* Source document *

^^^^^^^^

Now showing: Obama and Biden together again, on video and socially distant
In a campaign event for the times, Joe Biden and former President Obama made a joint but socially distant video appearance Thursday to attack President Trump and inspire Democratic voters to bring back their style of government by electing Biden.
In releasing the 15-minute video conversation with Obama, Biden deployed one of his most valuable political assets: his eight-year partnership with the nation’s first Black president, one of the most popular Democrats in America.
Obama joined his former vice president, now the presumptive Democratic nominee for president, in wide-ranging reminiscences about the challenges their administration faced — and in hammering Biden’s central campaign themes: that Trump has failed as a leader at a time of crisis and Biden is uniquely experienced to replace him.
“You know what it’s like, as much as anybody, to be in the White House in a crisis,” Obama told Biden. “You are going to be able to reassemble the kind of government that cares about people and brings people together.
“For all the specific policies that we’re going to need, more than anything it’s just that basic decency and an understanding about what’s best in America, that I think people are going to be hungry for.”
President Trump’s animus toward Obama is long-standing. The former president is eager to help Joe Biden defeat him.

^^^^^^^^

* Entries shown *
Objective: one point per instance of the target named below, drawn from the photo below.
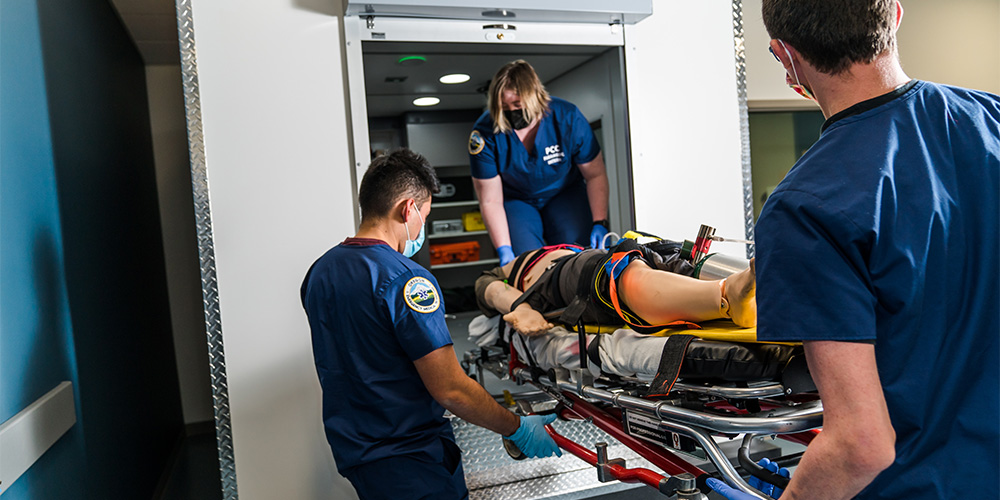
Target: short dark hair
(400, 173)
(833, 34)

^^^^^^^^

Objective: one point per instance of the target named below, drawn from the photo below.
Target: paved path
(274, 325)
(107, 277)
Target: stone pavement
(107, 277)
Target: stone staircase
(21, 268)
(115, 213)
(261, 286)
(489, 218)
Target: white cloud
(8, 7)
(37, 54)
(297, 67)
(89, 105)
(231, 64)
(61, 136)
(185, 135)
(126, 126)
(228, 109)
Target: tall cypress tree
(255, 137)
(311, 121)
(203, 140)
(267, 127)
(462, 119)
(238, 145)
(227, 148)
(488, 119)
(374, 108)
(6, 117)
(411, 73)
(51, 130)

^^^^^^^^

* Problem to solve *
Give again, word for word, the stretch of the news article on the joint Obama–Biden video from "In releasing the" through "to replace him.".

* Result *
In releasing the 15-minute video conversation with Obama, Biden deployed one of his most valuable political assets: his eight-year partnership with the nation’s first Black president, one of the most popular Democrats in America.
Obama joined his former vice president, now the presumptive Democratic nominee for president, in wide-ranging reminiscences about the challenges their administration faced — and in hammering Biden’s central campaign themes: that Trump has failed as a leader at a time of crisis and Biden is uniquely experienced to replace him.